SUPPLIED INFORMATION:
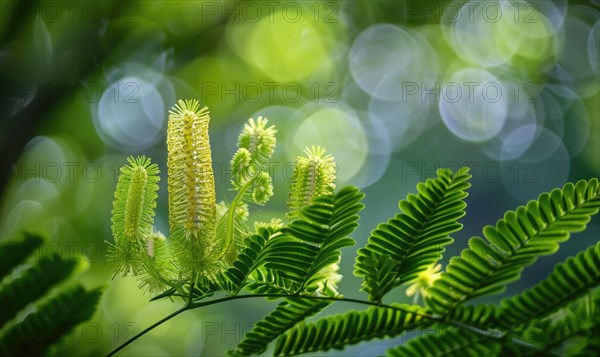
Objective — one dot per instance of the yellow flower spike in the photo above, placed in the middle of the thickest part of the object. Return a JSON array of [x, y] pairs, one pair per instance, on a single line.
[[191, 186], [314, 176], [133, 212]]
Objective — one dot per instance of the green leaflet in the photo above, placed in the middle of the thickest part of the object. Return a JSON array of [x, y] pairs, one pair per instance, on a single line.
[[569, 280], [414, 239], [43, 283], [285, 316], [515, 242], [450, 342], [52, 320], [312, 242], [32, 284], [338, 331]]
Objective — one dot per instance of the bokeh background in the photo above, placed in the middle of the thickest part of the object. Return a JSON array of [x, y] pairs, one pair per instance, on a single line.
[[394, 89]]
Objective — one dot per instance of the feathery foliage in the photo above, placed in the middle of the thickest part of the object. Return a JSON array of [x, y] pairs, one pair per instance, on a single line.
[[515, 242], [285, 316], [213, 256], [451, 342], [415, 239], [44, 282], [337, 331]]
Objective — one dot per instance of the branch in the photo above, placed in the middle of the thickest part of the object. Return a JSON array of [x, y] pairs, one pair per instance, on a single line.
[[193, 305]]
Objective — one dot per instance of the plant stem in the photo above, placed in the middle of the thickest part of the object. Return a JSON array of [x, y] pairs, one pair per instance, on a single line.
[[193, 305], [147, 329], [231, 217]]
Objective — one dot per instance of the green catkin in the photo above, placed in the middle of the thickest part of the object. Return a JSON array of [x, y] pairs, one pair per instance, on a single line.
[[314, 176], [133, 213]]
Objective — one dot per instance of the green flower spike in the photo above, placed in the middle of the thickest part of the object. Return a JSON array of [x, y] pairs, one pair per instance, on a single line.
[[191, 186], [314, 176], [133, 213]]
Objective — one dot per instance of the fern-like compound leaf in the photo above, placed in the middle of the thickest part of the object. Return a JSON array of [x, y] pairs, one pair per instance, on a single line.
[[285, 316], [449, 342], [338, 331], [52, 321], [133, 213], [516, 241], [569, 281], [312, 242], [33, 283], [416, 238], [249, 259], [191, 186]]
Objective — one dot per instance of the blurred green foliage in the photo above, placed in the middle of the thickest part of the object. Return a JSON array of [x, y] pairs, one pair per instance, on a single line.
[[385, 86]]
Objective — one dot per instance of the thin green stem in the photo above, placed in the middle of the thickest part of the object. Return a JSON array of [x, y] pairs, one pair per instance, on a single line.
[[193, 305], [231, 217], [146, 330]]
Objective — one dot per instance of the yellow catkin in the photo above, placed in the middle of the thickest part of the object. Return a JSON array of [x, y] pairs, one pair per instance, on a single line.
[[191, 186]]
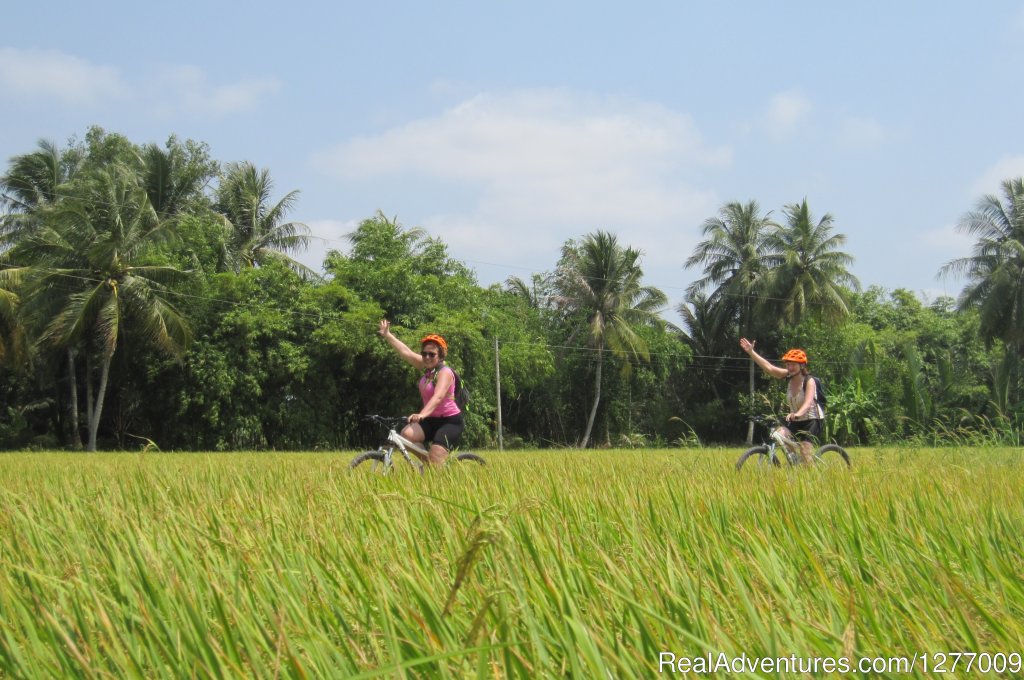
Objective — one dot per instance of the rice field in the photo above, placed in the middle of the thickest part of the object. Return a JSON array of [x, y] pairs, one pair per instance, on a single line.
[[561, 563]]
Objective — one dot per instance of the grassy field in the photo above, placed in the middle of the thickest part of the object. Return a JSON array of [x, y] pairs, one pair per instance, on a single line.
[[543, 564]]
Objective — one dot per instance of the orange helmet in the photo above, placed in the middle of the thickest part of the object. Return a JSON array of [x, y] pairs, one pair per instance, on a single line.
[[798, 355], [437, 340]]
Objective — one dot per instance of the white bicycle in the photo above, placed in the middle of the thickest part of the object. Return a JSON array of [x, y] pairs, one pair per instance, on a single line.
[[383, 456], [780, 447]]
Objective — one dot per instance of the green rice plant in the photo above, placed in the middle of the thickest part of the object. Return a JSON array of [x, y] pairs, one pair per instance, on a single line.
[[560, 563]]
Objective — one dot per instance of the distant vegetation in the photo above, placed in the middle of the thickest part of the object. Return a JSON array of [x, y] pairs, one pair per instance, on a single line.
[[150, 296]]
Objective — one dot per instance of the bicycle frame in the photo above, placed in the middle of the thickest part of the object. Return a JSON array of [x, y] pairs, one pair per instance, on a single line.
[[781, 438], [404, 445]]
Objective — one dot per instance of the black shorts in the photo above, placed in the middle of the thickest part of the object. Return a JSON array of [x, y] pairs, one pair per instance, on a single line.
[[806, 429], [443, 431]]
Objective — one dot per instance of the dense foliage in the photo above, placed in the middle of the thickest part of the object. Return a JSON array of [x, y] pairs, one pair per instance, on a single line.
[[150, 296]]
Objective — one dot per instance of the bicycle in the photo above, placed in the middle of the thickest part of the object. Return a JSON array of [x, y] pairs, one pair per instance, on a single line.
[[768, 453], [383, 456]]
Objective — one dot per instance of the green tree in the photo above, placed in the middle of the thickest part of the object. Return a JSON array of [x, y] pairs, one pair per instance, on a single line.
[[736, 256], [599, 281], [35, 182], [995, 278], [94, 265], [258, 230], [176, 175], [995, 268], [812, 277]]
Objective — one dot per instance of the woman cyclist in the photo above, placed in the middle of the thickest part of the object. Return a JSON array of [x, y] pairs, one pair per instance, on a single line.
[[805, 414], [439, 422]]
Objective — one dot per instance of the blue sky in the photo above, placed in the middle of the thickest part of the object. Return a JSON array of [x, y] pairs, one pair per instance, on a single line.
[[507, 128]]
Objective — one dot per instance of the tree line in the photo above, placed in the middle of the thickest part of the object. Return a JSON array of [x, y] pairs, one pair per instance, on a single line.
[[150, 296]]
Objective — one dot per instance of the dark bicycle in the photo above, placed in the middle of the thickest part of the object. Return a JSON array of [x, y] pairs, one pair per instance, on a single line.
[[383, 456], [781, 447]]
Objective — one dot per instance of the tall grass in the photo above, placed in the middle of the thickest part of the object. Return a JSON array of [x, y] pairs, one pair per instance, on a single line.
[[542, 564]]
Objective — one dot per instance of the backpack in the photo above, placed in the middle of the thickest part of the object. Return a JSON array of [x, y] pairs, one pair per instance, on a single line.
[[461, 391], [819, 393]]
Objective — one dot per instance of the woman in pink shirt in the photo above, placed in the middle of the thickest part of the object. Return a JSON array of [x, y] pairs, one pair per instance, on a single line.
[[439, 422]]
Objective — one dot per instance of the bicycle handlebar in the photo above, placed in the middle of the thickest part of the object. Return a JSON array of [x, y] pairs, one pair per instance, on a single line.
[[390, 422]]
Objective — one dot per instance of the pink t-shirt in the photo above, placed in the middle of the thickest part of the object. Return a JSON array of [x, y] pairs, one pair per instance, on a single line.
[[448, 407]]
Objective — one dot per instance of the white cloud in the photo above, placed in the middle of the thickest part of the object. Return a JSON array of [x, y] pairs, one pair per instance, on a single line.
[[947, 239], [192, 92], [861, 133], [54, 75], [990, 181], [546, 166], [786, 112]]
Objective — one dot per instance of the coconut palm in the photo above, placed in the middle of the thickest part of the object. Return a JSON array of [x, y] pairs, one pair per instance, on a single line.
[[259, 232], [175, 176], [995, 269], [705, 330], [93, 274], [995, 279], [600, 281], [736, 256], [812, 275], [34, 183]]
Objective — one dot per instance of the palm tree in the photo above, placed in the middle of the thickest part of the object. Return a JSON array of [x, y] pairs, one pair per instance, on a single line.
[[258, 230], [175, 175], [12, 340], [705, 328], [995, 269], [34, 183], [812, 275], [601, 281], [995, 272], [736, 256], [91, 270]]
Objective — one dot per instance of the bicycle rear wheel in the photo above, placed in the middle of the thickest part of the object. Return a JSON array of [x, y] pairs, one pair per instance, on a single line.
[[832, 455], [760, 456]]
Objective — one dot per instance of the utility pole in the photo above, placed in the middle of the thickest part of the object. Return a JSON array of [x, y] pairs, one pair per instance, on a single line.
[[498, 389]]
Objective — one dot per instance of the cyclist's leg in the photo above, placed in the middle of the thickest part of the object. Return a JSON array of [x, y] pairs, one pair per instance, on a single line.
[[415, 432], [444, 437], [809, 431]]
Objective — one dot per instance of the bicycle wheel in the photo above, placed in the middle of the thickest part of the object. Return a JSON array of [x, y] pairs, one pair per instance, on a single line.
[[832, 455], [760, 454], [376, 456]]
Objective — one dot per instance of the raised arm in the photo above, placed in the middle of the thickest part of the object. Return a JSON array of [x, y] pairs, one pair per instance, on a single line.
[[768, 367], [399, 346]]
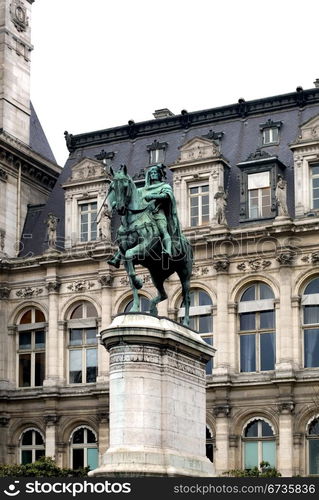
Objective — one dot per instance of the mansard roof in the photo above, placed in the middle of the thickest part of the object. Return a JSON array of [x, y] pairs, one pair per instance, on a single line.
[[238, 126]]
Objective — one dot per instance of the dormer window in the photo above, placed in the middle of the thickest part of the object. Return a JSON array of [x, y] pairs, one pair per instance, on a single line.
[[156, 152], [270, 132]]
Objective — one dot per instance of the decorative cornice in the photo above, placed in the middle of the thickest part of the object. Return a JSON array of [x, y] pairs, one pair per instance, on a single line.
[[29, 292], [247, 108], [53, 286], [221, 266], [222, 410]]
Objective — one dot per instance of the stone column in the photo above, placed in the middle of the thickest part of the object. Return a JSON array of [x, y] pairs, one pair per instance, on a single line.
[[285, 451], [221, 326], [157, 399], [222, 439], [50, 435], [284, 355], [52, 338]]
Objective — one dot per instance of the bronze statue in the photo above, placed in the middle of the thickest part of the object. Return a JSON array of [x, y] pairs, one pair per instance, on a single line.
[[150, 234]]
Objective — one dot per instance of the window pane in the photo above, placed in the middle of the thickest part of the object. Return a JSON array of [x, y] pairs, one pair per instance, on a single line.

EXERCISE DETAILS:
Copy the entries above word for word, from the line holding "Objective — one dot per instance of the blurred" through the line holding "[[560, 563]]", both lines included. Leave the pictures out of your copy.

SOLUTION:
Objective — one dot per instance of the blurred green foliage in the photo above, placed in the middle of the thickest part of the object. Return a JSON array of [x, y] pairs, one pair per instance, on a single line.
[[385, 86]]
Objective — one dot per instance of the thin green stem in the photo above, placed in the middle of the thickest part of the object. Return a JSON array of [x, y] pairs, one pair per instance, on a single line.
[[193, 305], [231, 217], [146, 330]]
Objective — one dot per instance of the yellow catkin in the photo above, placed in the middle of the thickest part of the object. Return a JSON array of [x, y] pairs, one pair per instance, on a single line.
[[191, 186]]
Objective — one dot per instance of the rice field in the photo above, placed in the middle of the thickest part of the object. Return a JSON array of [x, y] pairs, one pair per instance, on a single line.
[[561, 563]]
Objective — one dot per instance of the grassy field in the photo above, placed in the middle of the thickest part of the object. Return a JSON array of [x, y] pairs, one pair per instance, on a single line.
[[543, 564]]
Objective — one dot per instance of the orange helmet in the photo above, placed in the middle of the thickest part of the object. Return a JSON array of [x, y] pairs, one pair per instance, on a single line.
[[798, 355], [437, 340]]
Objective — one dot per instance of the white bicycle in the photo above, placed in the middle of the thickest part of the object. Return a JSON array of [x, y] pairs, one pair per instance, on a single line.
[[383, 456], [780, 447]]
Objective — one dot per instance of the green rice plant in the photo above, placed in the middle of the thickest part of the object. Return a JSON array of [x, y] pairs, one pair per instance, on a single line.
[[560, 563]]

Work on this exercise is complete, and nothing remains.